▶ Texto de partida
>>>

Uno de los muchos adjetivos válidos, sangrienta, para definir esta novela. Al igual que visceral, impetuosa o, ¿por qué no?, romántica. Tal como en las ricas fuentes clásicas de las que bebe, conviven aquí la traición, la venganza, la ambición y las tragedias familiares. El principal argumento que maneja Anderson es el de las grandes sagas escandinavas, tirando de un acervo sugerente, nevado y distante –no para él, nacido en Estados Unidos, pero de padres escandinavos– que contiene todos los elementos capaces de hacer vibrar al lector. En efecto, La espada rota supone un ávido trago de sangre y magia que no puede dejar indiferente a su degustador. Esto se convierte en una de las bazas que la diferencian de la obra de Tolkien. Indudablemente más visceral que ésta, para aquellos que denostan la pesadez de algunos pasajes tolkienianos, la prosa de Anderson será de mucho más satisfactoria lectura y puede resultar una sorpresa. Escenas de gran virulencia sugerida o mostrada no son escatimadas por el autor –léase como ejemplo la temprana y horriblemente fugaz escena del tercer capítulo con Gora, la cautiva hembra de troll– y nótese que los elfos mostrados aquí poco tienen que ver con la imagen edulcorada que nos ha quedado –justamente o no– de los de Tolkien. En todo caso las comparaciones, aunque odiosas y necesarias, no son más que un fleco del tapiz de La espada rota; nada más que una circunstancia. La novela se erige por derecho propio, por calidad y perspectiva temporal, como uno de los clásicos indiscutibles de la literatura fantástica.

<<<

▶ Ejercicios
[a] Traduce al inglés esta oración de la reseña sobre La espada rota: "La novela se erige por derecho propio, por calidad y perspectiva temporal, como uno de los clásicos indiscutibles de la literatura fantástica."
[b] Según la reseña sobre La espada rota, ¿de dónde eran los padres de Anderson?
[c] Sigue escribiendo la reseña sobre La espada rota a partir de su última oración.

▶ Extractos de datos
>>>

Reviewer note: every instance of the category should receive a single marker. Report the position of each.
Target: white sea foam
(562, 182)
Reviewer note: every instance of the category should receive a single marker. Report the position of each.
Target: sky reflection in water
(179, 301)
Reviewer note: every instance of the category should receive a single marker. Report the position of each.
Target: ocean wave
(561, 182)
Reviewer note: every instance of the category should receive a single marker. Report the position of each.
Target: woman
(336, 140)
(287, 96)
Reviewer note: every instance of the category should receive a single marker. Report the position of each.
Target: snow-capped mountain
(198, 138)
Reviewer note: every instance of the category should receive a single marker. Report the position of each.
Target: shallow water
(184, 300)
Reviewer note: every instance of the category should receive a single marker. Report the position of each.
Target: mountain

<<<
>>>

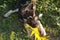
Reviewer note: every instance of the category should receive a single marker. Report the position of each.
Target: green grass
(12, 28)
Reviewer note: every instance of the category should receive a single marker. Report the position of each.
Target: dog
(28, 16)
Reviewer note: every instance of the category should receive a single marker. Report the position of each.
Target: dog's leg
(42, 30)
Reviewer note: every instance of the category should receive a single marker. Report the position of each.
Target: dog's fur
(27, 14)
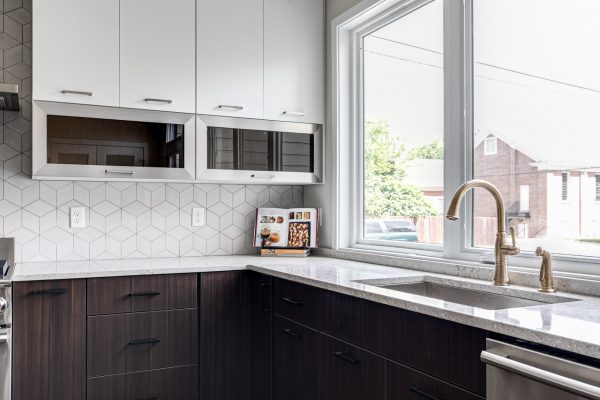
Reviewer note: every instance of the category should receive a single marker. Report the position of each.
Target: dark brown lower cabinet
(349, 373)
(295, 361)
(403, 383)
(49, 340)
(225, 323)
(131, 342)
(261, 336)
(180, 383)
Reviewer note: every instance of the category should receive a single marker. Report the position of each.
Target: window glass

<<<

▶ Respuestas
[a] The novel stands in its own right, by its quality and its perspective over time, as one of the undisputed classics of fantasy literature.

[b] Eran escandinavos.

[c]
Porque es que aquí donde el seguidor del género disfrutará con unas fenomenales batallas entre elfos y trolls; con la épica inherente a un escenario, unos personajes y unas acciones que son tratados con gusto, destreza y sin ambages por el magnífico autor de tan definidos orígenes; con las descripciones certeras de las motivaciones y pasiones de los personajes; con un hálito tremendista casi insuperable –la tragedia tiñe hasta las acciones más dulces–; y con un desenlace que no por previsible resulta menos climático. No faltan tampoco los versos, las canciones improvisadas por los escaldos que trufan el texto, como buena saga que es.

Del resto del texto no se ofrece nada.